INPUT DATA »
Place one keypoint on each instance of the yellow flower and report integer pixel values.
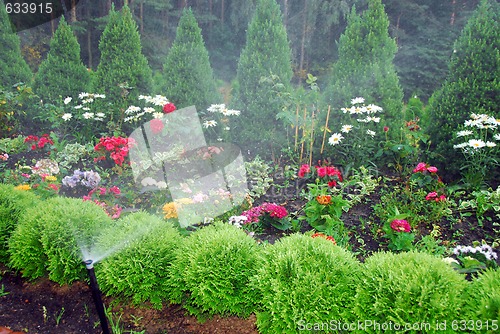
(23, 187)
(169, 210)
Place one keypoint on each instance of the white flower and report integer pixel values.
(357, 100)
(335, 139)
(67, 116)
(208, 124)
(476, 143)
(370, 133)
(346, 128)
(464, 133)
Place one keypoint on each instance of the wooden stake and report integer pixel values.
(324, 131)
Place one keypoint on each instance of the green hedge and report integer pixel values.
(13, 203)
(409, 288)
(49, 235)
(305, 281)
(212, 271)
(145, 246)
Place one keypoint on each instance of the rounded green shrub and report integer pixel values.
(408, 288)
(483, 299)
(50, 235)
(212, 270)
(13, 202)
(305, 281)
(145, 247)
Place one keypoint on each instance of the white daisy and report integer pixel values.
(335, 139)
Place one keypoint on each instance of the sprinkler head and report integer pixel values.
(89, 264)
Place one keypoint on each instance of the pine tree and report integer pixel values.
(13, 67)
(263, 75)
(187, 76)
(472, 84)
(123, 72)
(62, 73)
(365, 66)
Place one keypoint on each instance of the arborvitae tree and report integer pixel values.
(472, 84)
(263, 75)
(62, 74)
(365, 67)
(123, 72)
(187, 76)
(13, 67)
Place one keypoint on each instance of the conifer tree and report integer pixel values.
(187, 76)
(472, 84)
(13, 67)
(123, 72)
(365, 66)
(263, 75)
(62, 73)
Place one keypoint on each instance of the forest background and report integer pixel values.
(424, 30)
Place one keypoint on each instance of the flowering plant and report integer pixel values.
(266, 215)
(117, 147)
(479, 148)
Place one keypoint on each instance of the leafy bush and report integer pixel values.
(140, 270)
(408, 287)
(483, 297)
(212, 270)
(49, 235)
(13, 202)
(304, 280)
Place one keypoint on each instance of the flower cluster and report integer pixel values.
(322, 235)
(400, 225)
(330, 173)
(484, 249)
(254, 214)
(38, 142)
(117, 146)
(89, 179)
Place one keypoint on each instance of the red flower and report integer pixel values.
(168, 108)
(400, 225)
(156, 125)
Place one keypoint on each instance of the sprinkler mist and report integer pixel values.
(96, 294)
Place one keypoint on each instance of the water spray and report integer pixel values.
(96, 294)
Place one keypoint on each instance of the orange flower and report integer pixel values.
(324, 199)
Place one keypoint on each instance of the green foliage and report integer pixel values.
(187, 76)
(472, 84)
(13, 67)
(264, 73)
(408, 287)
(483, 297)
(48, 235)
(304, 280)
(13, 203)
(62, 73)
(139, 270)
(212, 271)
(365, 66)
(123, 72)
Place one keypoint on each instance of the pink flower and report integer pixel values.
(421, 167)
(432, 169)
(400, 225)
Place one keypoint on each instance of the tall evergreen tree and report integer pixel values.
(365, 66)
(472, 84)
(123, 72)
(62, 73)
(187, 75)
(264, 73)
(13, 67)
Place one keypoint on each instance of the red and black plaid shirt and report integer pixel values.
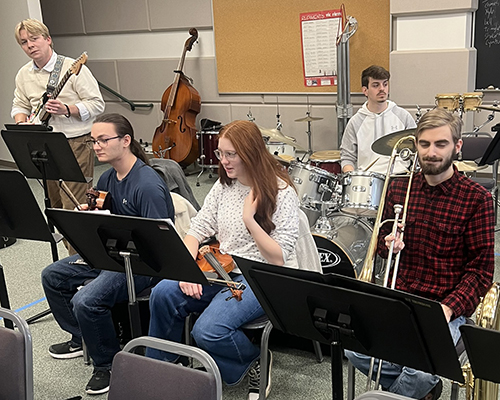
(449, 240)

YOUR GOAL »
Repeat exactly the lines from the one holding "Place one keypoint on each instance of the green foliage" through the last line of the entries, both included; the pictures do not belong in the copy.

SOLUTION TO THIS EXERCISE »
Place one keypoint on each instance of the green foliage and report integer pixel values.
(187, 76)
(472, 84)
(13, 67)
(264, 73)
(408, 287)
(483, 297)
(48, 235)
(304, 280)
(13, 203)
(62, 73)
(139, 270)
(212, 271)
(365, 66)
(123, 72)
Place one keypoint on each instance of the pink flower and report integer pixel values.
(421, 167)
(432, 169)
(400, 225)
Place one keypoint on each instance of the tall evergreen tree and report integer pixel values.
(365, 66)
(472, 84)
(123, 72)
(62, 73)
(187, 75)
(264, 73)
(13, 67)
Place one keypoint on each instance of the red and black plaid shirt and report integer pixel values.
(449, 240)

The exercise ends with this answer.